§ CHALLENGE
Exactly repeat the material, dropping every picture from the copy.

▬▬▬

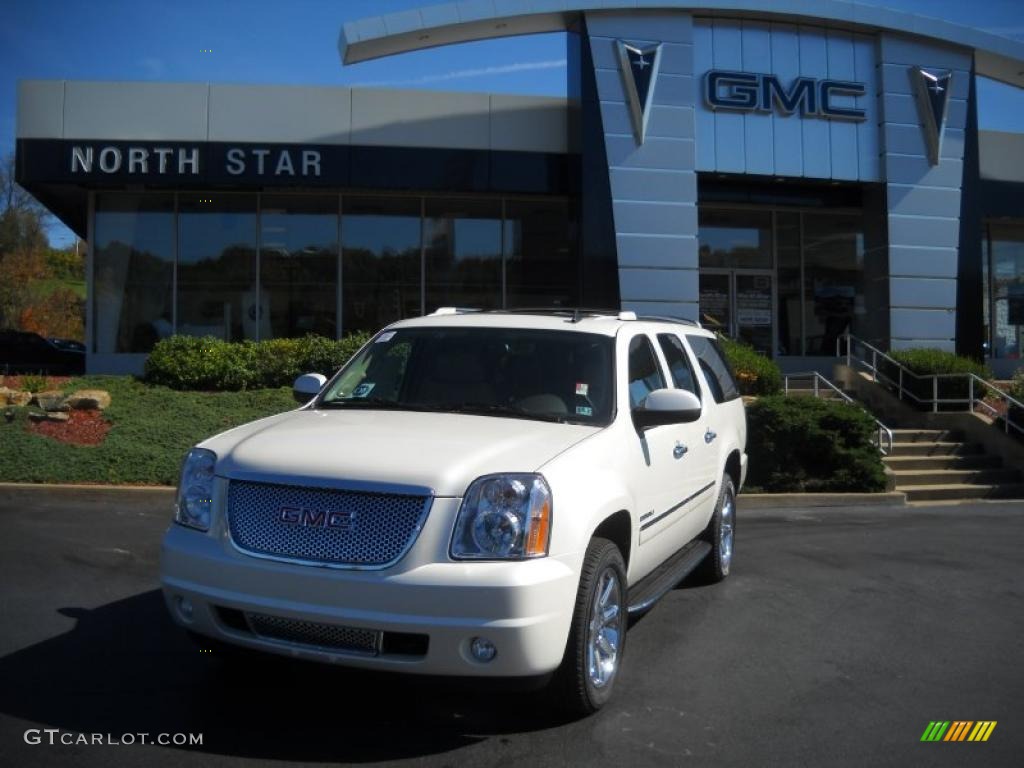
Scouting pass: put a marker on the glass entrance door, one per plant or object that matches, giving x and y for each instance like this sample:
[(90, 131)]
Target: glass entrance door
[(739, 304)]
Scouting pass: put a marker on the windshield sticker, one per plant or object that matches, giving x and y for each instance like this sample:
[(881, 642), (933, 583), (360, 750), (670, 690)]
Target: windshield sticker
[(364, 389)]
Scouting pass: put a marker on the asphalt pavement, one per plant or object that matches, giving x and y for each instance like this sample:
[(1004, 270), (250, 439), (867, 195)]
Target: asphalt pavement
[(840, 635)]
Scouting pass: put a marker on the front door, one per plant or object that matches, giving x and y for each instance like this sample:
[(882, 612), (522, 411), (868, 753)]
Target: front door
[(739, 303)]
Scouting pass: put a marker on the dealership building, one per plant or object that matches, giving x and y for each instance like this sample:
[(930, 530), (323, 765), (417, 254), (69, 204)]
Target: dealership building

▬▬▬

§ REPLY TO THE EXERCISE
Scouting pass: put a marker on the glass entrance door, one per plant or object that matches, giving x and y for each instance like this sample:
[(90, 131)]
Target: glass entrance door
[(739, 304)]
Scouting pass: put a marker on the windshield sticker, one per plant or object that matches, giving x and y for each instance like this sample:
[(881, 642), (933, 583), (360, 750), (670, 690)]
Target: windshield sticker
[(364, 389)]
Scouting pass: put a marker on the asphalt pavement, one per plant or object that matches, giving x and y for each instance like this sample:
[(1004, 270), (250, 439), (867, 195)]
Target: asphalt pavement
[(840, 635)]
Scouting pass: put a marker on the front door, one per plant or object that matches, giving x and y for each instance like this sample:
[(882, 612), (522, 411), (868, 753)]
Target: front door
[(739, 303)]
Scouting pass: put a marker on the dealership building, one per plant or object that matches, giving x and y for each instance like this sample:
[(930, 530), (323, 765), (417, 254), (69, 204)]
Target: dealership building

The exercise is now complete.